[Stored data]
▼
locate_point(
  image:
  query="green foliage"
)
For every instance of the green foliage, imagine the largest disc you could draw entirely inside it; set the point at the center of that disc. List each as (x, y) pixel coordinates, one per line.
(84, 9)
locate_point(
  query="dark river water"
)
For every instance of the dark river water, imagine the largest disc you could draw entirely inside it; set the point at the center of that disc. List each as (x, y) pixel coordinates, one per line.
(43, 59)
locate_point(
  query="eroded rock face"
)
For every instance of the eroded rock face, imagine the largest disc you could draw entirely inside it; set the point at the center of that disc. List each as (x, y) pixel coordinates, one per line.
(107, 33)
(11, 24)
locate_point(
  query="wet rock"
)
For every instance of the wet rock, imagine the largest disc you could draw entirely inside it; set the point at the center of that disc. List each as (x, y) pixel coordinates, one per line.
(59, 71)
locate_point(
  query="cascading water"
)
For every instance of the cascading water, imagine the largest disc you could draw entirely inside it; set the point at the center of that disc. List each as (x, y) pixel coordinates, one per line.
▲
» **WHAT THE TASK REQUIRES**: Could you reproduce all of the entries exactly as they appear?

» **REPLY**:
locate_point(
  image:
  query="green foliage"
)
For every instance of the green foliage, imagine the largest disc you could draw entirely inside it; set the point at the center of that disc. List each as (x, y) pixel coordinates, one per line.
(84, 9)
locate_point(
  query="dark river water"
)
For every instance of the dark river water, imagine the largest disc you could draw entirely inside it; set the point at the center of that disc. List each as (x, y) pixel coordinates, one per line.
(43, 59)
locate_point(
  query="eroded rock face"
)
For every instance of the eroded rock face, imagine the largest disc you could draw entirely inside it; set the point at the center of that disc. List each as (x, y) pixel coordinates, one per line.
(107, 33)
(11, 24)
locate_point(
  query="wet rock"
)
For every instance of the wet rock, imagine the largest disc you could draw entirely inside it; set the point at the center of that disc. List each as (x, y) pixel coordinates, one per line.
(59, 71)
locate_point(
  query="cascading water"
)
For every instance of the cascading water, imagine the largest disc you could draw entirely inside it; set the point at the center of that disc. List each as (x, y) pixel coordinates, one per line.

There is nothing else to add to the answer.